● **ÉNONCÉ**
Recopiez les lignes situées entre celle qui contient « Which region corresponds to the gray » et celle qui contient « [348,626,421,677] », bornes incluses, en substituant « thumb » à « finger » et sans rien changer d'autre.

══ DONNÉES DE DÉPART ══

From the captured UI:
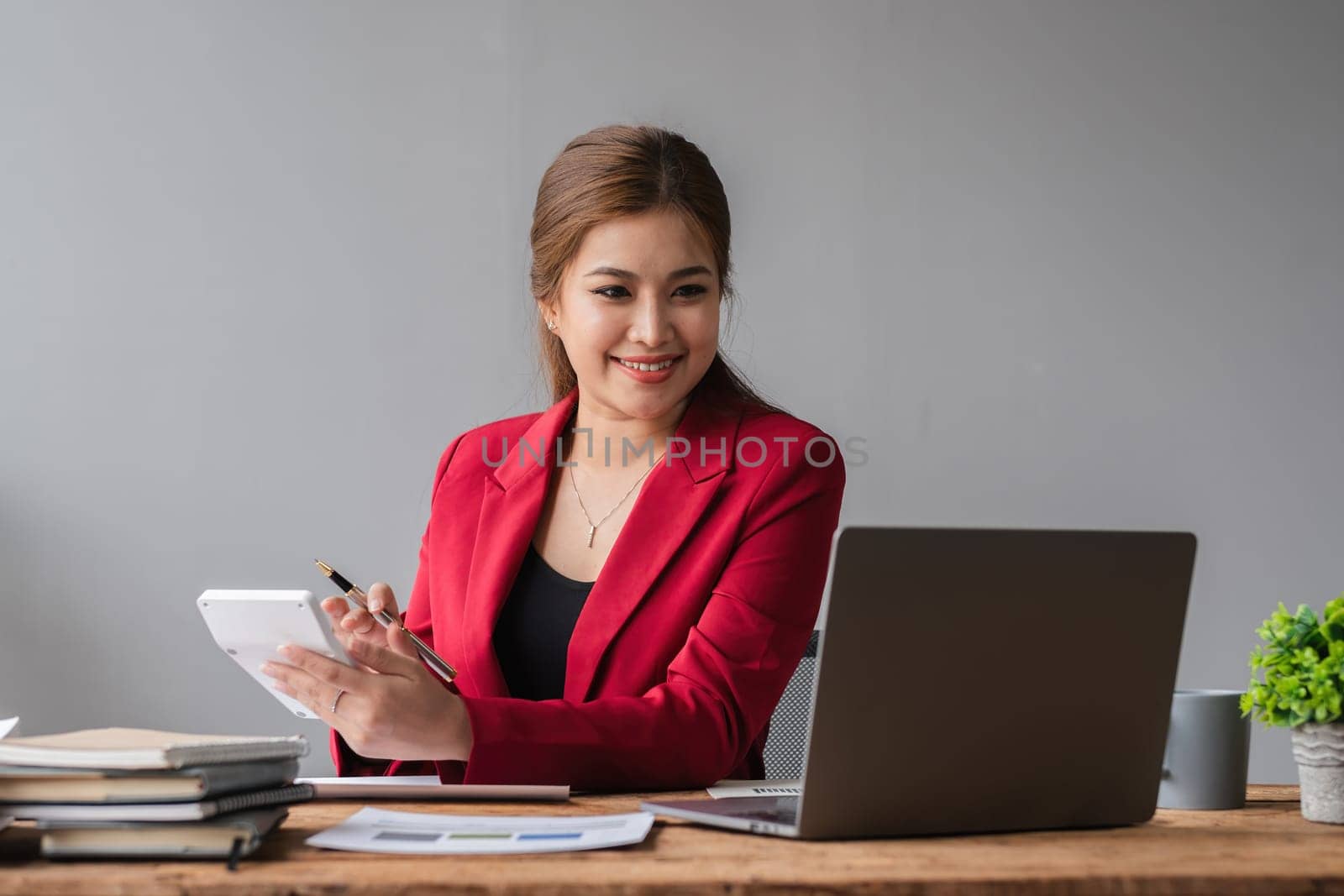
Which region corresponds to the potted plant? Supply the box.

═══
══ DONNÉES DE DÉPART ══

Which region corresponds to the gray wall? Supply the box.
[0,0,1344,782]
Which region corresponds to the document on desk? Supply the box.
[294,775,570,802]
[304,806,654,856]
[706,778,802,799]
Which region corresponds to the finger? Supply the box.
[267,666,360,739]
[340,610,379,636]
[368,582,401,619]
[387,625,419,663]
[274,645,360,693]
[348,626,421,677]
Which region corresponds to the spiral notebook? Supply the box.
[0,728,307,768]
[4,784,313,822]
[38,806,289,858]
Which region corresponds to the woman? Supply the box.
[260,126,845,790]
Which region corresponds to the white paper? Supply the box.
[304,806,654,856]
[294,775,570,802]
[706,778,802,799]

═══

● **CORRIGÉ**
Which region corresponds to the gray wall? Supply the box.
[0,0,1344,782]
Which region corresponds to the document on desk? Supply the box.
[294,775,570,802]
[304,806,654,856]
[706,778,802,799]
Which region corresponds to the thumb? Supply the box.
[267,666,360,739]
[340,610,379,636]
[368,582,401,619]
[387,625,419,663]
[274,645,360,693]
[348,626,421,677]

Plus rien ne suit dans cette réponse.